* **Data excerpts**:
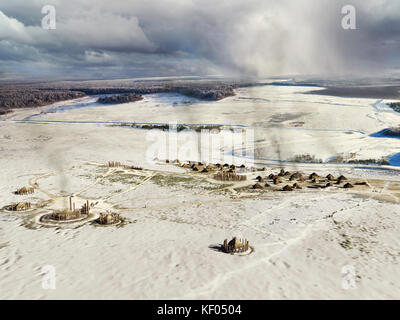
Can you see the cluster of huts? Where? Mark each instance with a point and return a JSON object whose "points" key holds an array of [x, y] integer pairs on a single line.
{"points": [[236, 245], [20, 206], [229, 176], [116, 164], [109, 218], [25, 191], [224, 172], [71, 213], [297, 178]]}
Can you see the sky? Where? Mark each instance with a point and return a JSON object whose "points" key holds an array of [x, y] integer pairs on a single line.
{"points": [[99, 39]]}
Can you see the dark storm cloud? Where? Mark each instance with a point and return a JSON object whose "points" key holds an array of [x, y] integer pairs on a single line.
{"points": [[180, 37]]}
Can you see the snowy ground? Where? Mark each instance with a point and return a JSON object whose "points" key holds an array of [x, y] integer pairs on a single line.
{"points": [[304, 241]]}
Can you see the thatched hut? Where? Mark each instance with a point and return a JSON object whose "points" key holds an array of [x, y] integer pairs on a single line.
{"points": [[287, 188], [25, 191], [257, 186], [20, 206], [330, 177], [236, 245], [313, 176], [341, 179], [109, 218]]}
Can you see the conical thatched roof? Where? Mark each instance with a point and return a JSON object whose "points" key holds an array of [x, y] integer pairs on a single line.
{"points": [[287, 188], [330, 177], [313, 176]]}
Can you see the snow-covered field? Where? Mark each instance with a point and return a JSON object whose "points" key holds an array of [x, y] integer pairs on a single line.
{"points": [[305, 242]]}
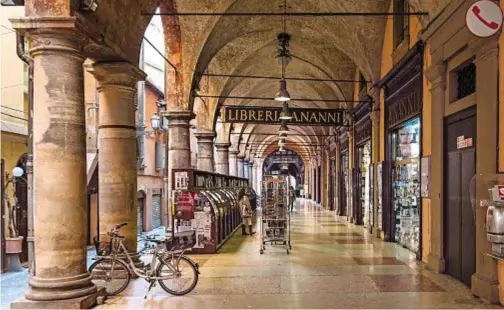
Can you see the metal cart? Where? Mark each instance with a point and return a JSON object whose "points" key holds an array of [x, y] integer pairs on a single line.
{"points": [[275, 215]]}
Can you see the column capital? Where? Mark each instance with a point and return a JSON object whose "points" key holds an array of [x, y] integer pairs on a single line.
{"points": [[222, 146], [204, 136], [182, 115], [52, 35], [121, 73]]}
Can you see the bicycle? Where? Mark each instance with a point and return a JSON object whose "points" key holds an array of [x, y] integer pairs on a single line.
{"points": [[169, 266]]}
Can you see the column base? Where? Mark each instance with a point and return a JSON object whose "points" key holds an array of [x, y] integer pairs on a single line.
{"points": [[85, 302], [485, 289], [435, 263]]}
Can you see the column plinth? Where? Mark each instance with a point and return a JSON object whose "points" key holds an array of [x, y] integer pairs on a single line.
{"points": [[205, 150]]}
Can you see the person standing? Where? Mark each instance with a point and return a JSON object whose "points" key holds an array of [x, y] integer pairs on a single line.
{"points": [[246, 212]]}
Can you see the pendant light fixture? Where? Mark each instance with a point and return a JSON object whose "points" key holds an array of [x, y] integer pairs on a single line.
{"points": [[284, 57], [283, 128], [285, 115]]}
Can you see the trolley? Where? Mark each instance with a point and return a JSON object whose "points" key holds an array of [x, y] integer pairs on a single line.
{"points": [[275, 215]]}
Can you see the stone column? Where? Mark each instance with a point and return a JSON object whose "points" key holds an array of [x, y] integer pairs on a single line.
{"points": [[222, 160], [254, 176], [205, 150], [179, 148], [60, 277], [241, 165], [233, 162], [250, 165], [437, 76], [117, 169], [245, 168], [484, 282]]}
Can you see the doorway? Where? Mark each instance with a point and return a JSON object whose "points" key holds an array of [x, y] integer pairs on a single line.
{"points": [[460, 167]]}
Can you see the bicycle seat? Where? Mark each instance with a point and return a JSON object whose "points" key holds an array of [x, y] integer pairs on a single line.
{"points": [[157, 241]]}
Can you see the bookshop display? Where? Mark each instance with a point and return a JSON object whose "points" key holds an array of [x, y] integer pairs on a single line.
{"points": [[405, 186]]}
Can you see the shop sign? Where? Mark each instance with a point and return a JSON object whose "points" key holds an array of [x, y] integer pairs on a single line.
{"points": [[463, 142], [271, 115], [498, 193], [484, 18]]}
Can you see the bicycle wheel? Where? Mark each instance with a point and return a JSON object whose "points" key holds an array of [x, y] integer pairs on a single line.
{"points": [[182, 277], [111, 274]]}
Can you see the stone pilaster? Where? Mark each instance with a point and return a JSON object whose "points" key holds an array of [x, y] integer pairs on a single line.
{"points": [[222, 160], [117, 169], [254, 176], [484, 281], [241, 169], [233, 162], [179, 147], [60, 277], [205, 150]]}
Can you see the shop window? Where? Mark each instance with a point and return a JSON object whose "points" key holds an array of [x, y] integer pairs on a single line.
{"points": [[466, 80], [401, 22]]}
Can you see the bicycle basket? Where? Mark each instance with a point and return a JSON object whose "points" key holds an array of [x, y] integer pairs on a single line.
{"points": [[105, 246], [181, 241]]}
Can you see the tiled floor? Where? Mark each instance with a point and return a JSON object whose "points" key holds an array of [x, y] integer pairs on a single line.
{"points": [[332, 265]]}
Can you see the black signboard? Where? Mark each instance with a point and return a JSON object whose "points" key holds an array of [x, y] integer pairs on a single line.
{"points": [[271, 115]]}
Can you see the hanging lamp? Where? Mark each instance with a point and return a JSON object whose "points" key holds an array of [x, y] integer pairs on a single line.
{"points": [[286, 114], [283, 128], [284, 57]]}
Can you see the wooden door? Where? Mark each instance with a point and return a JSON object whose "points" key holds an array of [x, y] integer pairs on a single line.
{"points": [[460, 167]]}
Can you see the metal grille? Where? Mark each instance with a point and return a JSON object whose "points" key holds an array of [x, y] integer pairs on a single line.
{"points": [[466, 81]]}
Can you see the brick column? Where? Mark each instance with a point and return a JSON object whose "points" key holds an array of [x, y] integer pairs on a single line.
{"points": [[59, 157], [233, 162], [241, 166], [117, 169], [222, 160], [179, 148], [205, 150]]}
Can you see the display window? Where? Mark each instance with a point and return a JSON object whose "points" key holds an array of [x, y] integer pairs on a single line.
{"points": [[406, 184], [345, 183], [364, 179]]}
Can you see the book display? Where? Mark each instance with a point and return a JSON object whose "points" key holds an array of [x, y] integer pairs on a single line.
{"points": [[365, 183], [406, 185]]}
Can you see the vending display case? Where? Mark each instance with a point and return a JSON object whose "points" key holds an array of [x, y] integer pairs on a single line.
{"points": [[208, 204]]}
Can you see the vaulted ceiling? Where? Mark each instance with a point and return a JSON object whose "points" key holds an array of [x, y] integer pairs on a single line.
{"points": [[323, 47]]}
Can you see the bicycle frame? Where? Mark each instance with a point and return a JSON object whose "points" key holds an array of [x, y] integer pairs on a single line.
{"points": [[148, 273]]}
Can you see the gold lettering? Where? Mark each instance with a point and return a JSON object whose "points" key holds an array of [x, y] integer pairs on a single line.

* **WHAT IS NEEDED**: Reproduce each entry precisely; the pictures stay out.

* **RESPONSE AREA**:
Can you see the cluster of huts? Where? Mark each instance with a point and return a JSON object whose "points" key holds an array of [x, y] integer pairs on a single line.
{"points": [[236, 245], [20, 206], [229, 176], [116, 164], [109, 218], [25, 191], [224, 172], [71, 213], [297, 178]]}
Can you see the sky? Where? Mark each instance with a point and return a JSON object whose "points" key holds an array of [x, y] integer pairs on a single line.
{"points": [[99, 39]]}
Can you see the dark storm cloud? Where? Mark each instance with a point and return a JSON object whose "points" key holds an array of [x, y] integer pairs on a single line.
{"points": [[180, 37]]}
Can you see the snowy ground? Where? Mark each instance with a point and return a JSON object whose "points" key holds an array of [x, y] integer pairs on a single line.
{"points": [[304, 241]]}
Can you see the thatched hut? Where? Mark each instance with a point and return a JSON object whose "points" key holds an array of [x, y] integer pairs on a single line.
{"points": [[287, 188], [25, 191], [257, 186], [20, 206], [330, 177], [236, 245], [313, 176], [341, 179], [109, 218]]}
Can you see the conical thatched roof? Where? Mark each instance with a point and return a JSON object whose "points" key holds an array of [x, y] integer pairs on a single line.
{"points": [[287, 188], [330, 177], [313, 176]]}
Can you see the snow-covered field? Where? Mark each instance with a point and return a JSON object whose "points" key holds an array of [x, y] integer pairs on a single line.
{"points": [[305, 242]]}
Can you see the metal cart? Where? Mark each instance with a point and return a JSON object whose "points" key holds an array of [x, y] integer pairs on a single line.
{"points": [[275, 215]]}
Can you see the column capital? Where? Mark each instance with a point and return a JSON object whose "points" key holds an array of [x, y] integer pairs on a single line.
{"points": [[222, 146], [204, 136], [182, 115], [52, 35], [121, 73]]}
Can you see the bicycle? Where? Mark each instance with a point and return a JSON object whose "points" key holds an array of [x, y] integer pairs on a single line.
{"points": [[169, 266]]}
Can you see the column base? Where? Mark each instance with a point and return a JSON object whose "points" key holds an array of [x, y] integer pairs on a single line.
{"points": [[85, 302], [485, 289], [435, 263]]}
Can you see the column plinth? Where? Mark each instance with a point and return a JSON object whose "points" key holds an array of [x, y] integer pairs on a single line.
{"points": [[205, 150]]}
Can you see the person standing? Where? Mark each instance with a point and return a JSON object whose "points" key holds an array of [x, y] integer pairs on a single line.
{"points": [[246, 212]]}
Can you see the pendant light fixture? Where? Mark each instance with a point and return a JSON object whose "points" key holds an array of [x, y] integer pairs on a single line.
{"points": [[284, 57], [283, 128], [285, 115]]}
Can you see the trolley? Where? Mark each instance with a point and return a JSON object whose "points" key holds an array of [x, y] integer pairs on a single line.
{"points": [[275, 215]]}
Can you see the stone column? Where? Mark each instance with a point and return a JSON object whose "points" key holds an array of [x, y] integer pairs on a single line.
{"points": [[222, 160], [254, 176], [205, 150], [179, 148], [60, 277], [241, 165], [233, 162], [250, 165], [437, 76], [117, 169], [245, 168], [484, 282]]}
Can you see the doorway? Where? Mark each instance with a point and return a JSON object whose "points" key holds an array of [x, y] integer pairs on a single line.
{"points": [[460, 167]]}
Can you see the bicycle seat? Where? Mark each instance with a point and return a JSON object whose "points" key holds an array of [x, y] integer pairs on a single line.
{"points": [[157, 241]]}
Can you see the bookshop display? Where? Mark each instance with a point and return a JSON object whose "points" key holds an array of [x, y] integer pairs on a single line.
{"points": [[405, 186]]}
Can you see the shop sign? Where? Mark each instance with a point and return a JSON object whose "points" key holds an array of [x, y] integer pairs on a single line.
{"points": [[463, 142], [271, 115], [498, 193], [484, 18]]}
Can you see the bicycle wheel? Where? Mark each instance with a point and return a JSON object whose "points" key holds an array of [x, y] integer pairs on a single line.
{"points": [[182, 277], [111, 274]]}
Can you see the stone pilaster? Where? Mark each instance with a point and return a JSON object whose "points" key holds an array of [x, y] integer pairs on a single line.
{"points": [[222, 160], [117, 169], [254, 176], [484, 281], [241, 169], [233, 162], [179, 147], [60, 277], [205, 150]]}
Can you see the shop window? Where? Mark each instance with a point and return a JSON object whose "points" key holds an array of [x, y] integer pairs on a single line.
{"points": [[466, 80], [401, 22]]}
Can you see the bicycle basket? Where? Mark each instance with a point and return a JSON object whose "points" key holds an array of [x, y] integer pairs on a single line.
{"points": [[105, 246], [181, 241]]}
Can you see the tiled floor? Where? Mark each instance with a point and return a JSON object whose "points" key holds an array of [x, y] integer pairs on a single line.
{"points": [[332, 265]]}
Can you see the black signboard? Where? Mark each instance with a point and return a JSON object whose "points" key holds an array of [x, y] integer pairs on a single line.
{"points": [[271, 115]]}
Can you see the hanging lamp? Where? Mark each instance with a point and return a JSON object whose "points" key holds an array of [x, y] integer pairs on a single line.
{"points": [[286, 114], [283, 128], [284, 57]]}
Can you see the wooden door? Where? Mark each instance with a point and return a JSON object whose "points" key holds an array of [x, y] integer pairs on a single line.
{"points": [[460, 167]]}
Can you see the metal grille? Where? Mark each instance with a point and return a JSON object whose "points" key holds an array of [x, y] integer pairs on a single line.
{"points": [[466, 81]]}
Can you see the brick column? Where? Mark each instance with a point and return a JSON object whose "points" key holds an array of [x, y] integer pairs on a single line.
{"points": [[59, 157], [233, 162], [241, 166], [117, 169], [222, 160], [179, 148], [205, 150]]}
Can you see the display window? Where? Mark each instance with a point and return a JSON object whose "points" key holds an array of [x, y] integer pairs on a single line.
{"points": [[406, 184], [345, 183], [364, 179]]}
Can you see the book display? Where? Mark each instance with a point and return a JSON object whose "points" key holds an array of [x, y] integer pairs on a single line.
{"points": [[365, 183], [406, 185]]}
Can you see the vending display case? Where? Mark each instance with a point and return a JSON object whose "points" key holds an array of [x, y] integer pairs on a single line.
{"points": [[208, 204]]}
Can you see the vaulted ceiling? Where? Mark each instance with a point and return a JSON object whose "points" key holds an array of [x, y] integer pairs on a single line.
{"points": [[323, 47]]}
Can you see the bicycle frame? Where? Mark each instance with a point and return a JSON object whose "points" key holds an array of [x, y] integer pairs on a single line.
{"points": [[148, 273]]}
Can you see the gold lettering? Where? Mark each instance with a point and return a JSON object whose "points" key holds an array of [x, y] integer pairs on a single line.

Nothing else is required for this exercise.